Provided entries =
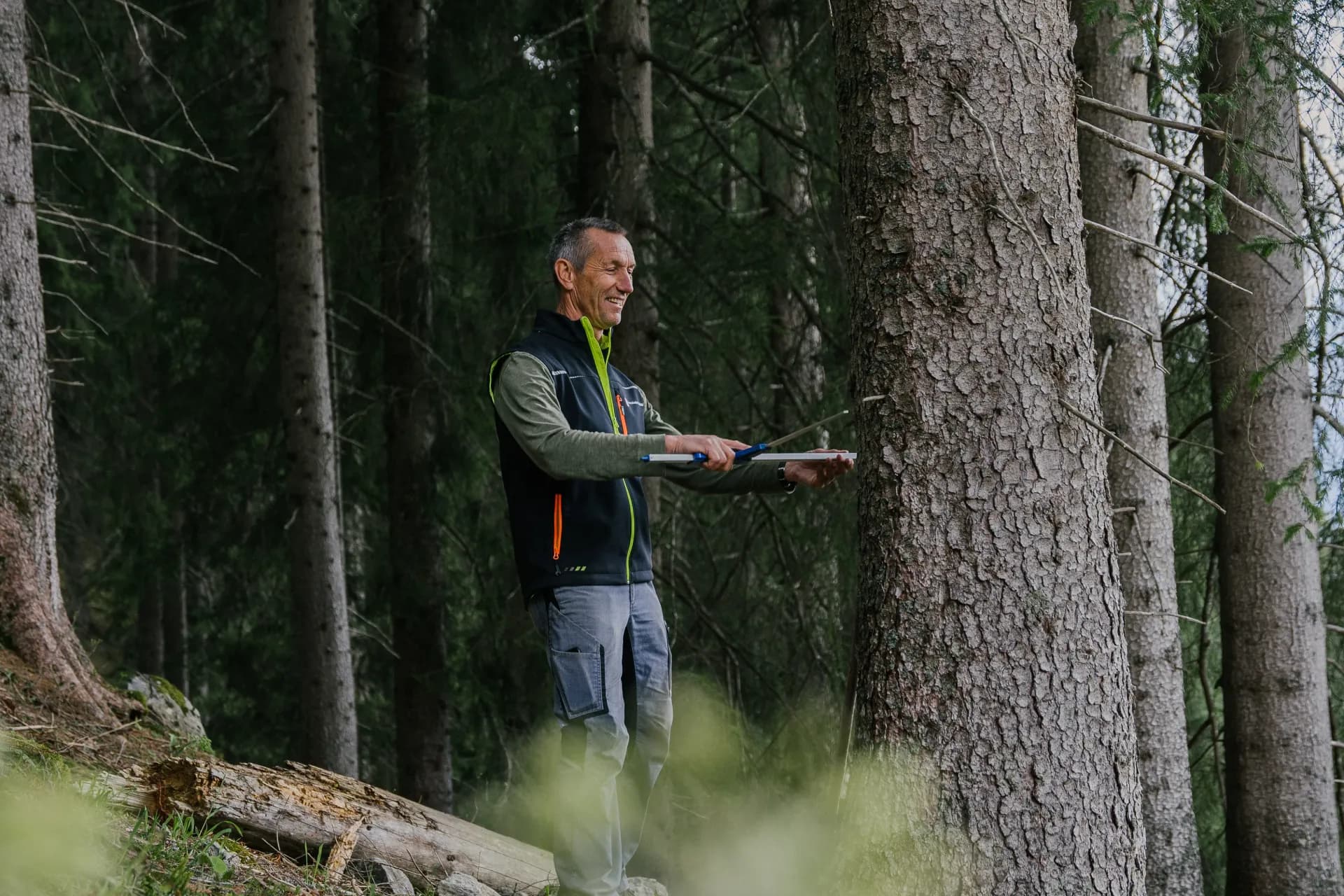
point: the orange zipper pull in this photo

---

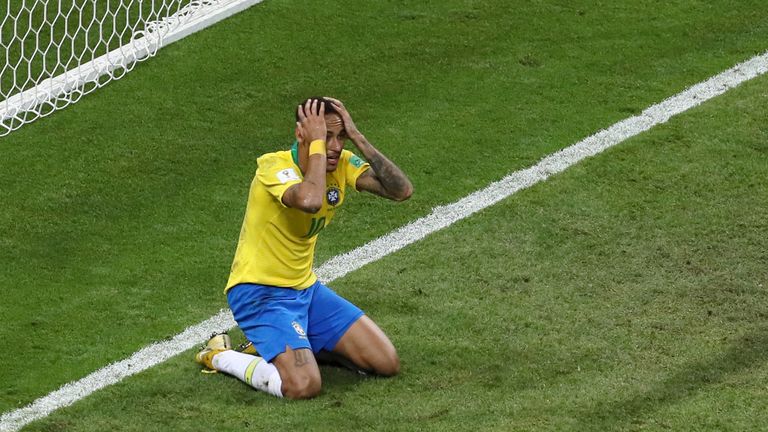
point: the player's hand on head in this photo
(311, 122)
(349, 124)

* * *

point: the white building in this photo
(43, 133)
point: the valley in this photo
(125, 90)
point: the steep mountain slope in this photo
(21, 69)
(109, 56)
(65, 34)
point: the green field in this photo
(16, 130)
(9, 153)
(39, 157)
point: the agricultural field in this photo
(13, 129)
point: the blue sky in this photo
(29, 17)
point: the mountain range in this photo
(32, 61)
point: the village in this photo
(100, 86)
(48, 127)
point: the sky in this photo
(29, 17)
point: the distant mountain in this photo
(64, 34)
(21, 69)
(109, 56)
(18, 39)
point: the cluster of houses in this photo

Try it =
From the records above, print only the lines between the one holding "point: the agricultural field in this photo" and the one holding "point: the cluster of houses in this photo", inclusive, exactly as they stand.

Result of this task =
point: the agricultural field in this photo
(13, 129)
point: the blue sky in this photo
(29, 17)
point: the mountain range in this photo
(32, 61)
point: the village in this photo
(100, 86)
(48, 127)
point: the sky in this photo
(29, 17)
point: the distant mountain in this photo
(64, 34)
(21, 69)
(109, 56)
(18, 39)
point: the cluster of houses in this photo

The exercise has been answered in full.